What is asked:
Transcribe, word for word, the line containing "# point at: cumulus" and each line following it through the end of the listing below. Omit all other lines.

== == ==

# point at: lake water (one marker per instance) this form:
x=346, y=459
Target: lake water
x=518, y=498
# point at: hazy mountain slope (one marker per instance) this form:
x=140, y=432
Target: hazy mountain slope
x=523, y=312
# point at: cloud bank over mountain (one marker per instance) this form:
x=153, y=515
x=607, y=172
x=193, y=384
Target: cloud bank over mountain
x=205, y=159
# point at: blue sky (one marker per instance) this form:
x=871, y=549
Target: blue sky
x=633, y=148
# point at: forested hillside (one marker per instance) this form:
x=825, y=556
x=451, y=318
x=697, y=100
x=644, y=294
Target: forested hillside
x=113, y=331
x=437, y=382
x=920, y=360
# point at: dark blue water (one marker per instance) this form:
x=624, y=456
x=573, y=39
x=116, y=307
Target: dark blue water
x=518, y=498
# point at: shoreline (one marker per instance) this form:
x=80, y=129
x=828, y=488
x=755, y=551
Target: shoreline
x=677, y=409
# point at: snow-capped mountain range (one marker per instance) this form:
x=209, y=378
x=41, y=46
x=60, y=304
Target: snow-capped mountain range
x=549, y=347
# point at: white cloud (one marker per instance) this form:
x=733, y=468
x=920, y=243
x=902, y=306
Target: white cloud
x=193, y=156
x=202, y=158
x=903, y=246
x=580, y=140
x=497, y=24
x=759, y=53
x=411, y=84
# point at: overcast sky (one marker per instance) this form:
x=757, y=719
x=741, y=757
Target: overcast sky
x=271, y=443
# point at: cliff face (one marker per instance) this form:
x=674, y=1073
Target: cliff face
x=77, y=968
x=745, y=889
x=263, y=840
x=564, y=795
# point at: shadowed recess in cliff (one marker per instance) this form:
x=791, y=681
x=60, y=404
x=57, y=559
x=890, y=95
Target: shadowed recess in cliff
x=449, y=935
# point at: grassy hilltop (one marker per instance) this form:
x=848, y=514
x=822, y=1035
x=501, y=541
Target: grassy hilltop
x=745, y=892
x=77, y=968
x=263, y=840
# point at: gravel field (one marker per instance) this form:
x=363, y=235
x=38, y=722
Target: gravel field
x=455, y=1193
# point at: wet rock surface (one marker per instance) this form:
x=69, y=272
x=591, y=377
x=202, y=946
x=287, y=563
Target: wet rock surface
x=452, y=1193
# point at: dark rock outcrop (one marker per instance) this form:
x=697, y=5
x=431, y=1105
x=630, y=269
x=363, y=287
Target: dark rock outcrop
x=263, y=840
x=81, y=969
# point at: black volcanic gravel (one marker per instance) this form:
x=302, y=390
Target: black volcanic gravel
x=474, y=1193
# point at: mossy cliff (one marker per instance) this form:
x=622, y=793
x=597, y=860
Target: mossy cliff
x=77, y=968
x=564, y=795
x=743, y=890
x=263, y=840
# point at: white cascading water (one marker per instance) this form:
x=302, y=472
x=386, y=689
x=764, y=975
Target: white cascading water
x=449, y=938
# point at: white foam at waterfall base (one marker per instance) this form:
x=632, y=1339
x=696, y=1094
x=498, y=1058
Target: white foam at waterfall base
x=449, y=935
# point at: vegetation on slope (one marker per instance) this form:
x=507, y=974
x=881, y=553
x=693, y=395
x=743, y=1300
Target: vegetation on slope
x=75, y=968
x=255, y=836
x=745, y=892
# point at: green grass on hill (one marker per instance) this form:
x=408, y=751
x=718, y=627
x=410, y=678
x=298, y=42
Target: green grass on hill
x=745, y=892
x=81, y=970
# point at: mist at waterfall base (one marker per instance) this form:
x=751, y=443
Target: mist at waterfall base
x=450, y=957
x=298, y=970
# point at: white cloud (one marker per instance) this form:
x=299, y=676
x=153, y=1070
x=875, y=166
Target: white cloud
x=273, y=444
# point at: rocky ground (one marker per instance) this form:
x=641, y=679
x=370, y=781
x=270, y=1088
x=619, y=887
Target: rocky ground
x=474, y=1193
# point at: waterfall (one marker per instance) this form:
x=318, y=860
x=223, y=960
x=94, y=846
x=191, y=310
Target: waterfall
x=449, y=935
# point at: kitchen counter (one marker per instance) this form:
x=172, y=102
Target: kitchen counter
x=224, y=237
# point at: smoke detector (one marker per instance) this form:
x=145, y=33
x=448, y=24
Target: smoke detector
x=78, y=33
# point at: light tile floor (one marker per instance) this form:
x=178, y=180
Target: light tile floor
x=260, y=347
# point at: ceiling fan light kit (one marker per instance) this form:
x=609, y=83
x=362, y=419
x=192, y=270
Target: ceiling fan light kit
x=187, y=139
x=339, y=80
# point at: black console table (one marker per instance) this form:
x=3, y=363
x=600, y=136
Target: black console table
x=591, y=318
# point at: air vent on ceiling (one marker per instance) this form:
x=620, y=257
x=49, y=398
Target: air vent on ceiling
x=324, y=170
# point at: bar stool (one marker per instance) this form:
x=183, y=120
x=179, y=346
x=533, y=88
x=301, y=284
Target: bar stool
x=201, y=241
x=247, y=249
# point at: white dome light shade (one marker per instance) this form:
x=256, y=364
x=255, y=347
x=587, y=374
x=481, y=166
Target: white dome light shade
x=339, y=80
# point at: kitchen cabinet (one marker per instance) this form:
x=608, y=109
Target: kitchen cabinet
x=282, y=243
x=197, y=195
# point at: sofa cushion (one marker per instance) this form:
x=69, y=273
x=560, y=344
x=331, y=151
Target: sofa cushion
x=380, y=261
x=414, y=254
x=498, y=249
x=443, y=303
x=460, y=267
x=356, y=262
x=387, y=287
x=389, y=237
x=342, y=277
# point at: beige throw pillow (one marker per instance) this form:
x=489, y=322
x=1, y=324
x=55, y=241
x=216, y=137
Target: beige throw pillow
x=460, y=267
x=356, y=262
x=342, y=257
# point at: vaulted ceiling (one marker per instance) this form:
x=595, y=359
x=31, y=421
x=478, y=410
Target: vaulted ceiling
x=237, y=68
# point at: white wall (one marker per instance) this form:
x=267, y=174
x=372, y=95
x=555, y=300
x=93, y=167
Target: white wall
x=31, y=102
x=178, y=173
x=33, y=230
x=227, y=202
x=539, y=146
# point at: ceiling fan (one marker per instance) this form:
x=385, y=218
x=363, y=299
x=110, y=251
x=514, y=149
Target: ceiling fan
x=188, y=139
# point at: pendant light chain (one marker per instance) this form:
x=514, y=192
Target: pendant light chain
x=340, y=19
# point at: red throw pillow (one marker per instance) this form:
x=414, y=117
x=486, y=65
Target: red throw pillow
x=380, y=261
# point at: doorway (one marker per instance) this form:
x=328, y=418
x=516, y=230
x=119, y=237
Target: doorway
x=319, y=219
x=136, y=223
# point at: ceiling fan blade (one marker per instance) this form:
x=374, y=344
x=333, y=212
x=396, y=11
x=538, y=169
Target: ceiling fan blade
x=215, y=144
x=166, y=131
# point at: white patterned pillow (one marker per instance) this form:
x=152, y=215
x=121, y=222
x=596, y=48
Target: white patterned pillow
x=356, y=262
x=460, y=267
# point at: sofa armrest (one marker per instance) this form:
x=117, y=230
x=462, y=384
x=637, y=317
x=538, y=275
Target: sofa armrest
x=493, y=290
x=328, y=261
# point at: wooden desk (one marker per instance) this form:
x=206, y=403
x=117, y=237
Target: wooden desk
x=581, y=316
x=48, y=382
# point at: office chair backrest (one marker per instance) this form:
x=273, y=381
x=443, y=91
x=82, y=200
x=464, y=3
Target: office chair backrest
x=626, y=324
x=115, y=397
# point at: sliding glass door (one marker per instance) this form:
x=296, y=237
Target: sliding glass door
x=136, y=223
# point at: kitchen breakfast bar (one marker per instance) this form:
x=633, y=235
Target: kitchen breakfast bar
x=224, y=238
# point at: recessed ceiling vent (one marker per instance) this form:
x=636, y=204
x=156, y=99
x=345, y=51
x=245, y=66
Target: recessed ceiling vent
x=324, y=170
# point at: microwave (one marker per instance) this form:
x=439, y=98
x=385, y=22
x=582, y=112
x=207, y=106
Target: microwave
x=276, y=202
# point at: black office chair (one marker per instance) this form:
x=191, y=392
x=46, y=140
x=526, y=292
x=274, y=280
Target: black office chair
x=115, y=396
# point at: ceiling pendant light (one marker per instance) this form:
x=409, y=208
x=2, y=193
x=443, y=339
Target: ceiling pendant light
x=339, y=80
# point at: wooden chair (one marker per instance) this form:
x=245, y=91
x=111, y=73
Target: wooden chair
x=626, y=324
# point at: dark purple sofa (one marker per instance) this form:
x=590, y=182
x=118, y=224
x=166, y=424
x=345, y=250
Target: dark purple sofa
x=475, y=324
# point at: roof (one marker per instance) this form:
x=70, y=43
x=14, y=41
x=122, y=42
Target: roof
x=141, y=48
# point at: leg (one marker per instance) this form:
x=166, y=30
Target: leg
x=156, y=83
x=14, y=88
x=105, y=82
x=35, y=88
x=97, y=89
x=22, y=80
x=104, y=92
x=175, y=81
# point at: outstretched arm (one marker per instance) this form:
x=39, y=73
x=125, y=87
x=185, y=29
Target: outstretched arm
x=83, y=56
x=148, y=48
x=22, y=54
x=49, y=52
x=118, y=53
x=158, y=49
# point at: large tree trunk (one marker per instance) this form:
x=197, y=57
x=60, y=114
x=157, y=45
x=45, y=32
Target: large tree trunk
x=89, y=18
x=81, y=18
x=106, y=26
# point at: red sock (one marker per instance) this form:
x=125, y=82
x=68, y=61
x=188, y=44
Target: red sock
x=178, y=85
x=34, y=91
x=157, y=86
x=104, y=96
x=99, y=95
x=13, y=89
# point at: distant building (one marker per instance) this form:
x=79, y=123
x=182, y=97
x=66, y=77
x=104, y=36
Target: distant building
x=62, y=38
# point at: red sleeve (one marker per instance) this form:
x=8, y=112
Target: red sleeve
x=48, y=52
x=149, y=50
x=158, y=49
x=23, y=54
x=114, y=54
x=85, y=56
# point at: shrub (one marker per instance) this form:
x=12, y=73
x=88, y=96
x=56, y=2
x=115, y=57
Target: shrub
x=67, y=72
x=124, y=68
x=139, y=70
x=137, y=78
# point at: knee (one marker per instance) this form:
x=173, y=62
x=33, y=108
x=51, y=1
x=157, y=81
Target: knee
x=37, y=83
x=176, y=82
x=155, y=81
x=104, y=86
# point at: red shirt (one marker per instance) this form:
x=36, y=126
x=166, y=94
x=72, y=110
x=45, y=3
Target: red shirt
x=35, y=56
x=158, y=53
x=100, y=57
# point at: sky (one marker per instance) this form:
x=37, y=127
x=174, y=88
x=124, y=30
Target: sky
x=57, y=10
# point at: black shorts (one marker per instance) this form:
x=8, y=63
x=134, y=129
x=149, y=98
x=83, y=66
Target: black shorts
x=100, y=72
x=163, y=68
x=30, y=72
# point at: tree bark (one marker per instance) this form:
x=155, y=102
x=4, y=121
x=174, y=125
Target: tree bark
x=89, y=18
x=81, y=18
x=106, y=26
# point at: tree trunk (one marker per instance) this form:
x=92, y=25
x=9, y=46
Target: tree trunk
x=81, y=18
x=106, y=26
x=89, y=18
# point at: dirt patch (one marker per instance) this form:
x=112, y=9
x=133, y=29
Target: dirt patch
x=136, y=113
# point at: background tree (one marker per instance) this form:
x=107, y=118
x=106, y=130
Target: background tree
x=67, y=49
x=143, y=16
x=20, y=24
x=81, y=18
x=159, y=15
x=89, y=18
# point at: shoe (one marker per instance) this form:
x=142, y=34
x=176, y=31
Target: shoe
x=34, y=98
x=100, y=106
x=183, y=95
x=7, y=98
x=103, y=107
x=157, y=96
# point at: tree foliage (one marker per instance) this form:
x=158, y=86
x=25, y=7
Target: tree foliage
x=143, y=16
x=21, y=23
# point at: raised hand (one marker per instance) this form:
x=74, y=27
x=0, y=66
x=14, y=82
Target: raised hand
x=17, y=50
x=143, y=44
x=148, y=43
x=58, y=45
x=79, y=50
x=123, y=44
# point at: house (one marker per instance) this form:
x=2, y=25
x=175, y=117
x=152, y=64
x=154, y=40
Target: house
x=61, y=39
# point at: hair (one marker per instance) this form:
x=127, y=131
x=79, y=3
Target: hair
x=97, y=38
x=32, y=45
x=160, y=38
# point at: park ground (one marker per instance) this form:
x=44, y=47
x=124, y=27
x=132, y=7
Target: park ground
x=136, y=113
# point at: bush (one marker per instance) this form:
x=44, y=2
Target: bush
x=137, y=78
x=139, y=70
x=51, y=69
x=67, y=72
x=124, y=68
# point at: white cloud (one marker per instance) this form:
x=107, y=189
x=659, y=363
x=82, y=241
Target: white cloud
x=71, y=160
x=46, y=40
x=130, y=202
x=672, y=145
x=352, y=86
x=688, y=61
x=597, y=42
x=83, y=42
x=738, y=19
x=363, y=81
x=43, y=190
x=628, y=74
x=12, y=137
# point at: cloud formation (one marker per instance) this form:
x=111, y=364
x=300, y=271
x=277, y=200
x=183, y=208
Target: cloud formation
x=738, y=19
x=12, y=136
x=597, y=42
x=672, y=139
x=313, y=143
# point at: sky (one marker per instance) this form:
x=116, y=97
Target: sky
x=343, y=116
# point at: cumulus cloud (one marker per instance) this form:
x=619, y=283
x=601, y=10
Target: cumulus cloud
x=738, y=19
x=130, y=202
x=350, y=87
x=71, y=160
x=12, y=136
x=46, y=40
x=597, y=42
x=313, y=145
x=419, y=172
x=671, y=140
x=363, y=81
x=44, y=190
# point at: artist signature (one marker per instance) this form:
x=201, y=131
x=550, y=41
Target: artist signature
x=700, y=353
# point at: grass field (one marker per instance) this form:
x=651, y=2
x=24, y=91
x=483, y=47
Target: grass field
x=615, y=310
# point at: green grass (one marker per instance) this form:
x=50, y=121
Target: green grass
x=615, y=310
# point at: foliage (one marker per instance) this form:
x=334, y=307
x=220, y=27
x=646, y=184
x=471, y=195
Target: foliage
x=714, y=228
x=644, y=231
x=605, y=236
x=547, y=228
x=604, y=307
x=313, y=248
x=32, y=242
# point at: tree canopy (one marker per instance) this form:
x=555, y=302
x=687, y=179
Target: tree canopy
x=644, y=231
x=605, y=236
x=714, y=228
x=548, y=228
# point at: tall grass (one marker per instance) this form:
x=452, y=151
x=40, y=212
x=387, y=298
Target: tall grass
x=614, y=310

== == ==

Finished answer:
# point at: cumulus cloud (one marker per instance) this form:
x=619, y=283
x=601, y=10
Target: cumulus cloud
x=738, y=19
x=130, y=202
x=350, y=87
x=71, y=160
x=12, y=136
x=46, y=40
x=597, y=42
x=313, y=145
x=419, y=172
x=671, y=140
x=363, y=81
x=44, y=190
# point at: artist signature (one marker per instance) this form:
x=201, y=131
x=550, y=41
Target: artist signature
x=700, y=353
# point at: grass field (one marker per instance) this form:
x=651, y=2
x=24, y=91
x=483, y=47
Target: grass field
x=615, y=310
# point at: green grass (one marker per instance) this form:
x=50, y=121
Target: green grass
x=615, y=310
# point at: foliage (one marker per instance) this form:
x=334, y=307
x=220, y=27
x=646, y=184
x=471, y=195
Target: foliage
x=714, y=228
x=644, y=231
x=605, y=236
x=547, y=228
x=604, y=307
x=313, y=248
x=32, y=242
# point at: tree canopy (one marker per instance) this form:
x=555, y=302
x=687, y=179
Target: tree canopy
x=644, y=231
x=605, y=236
x=714, y=228
x=548, y=228
# point at: tall grass (one marker per instance) this form:
x=452, y=151
x=40, y=212
x=387, y=298
Target: tall grass
x=614, y=310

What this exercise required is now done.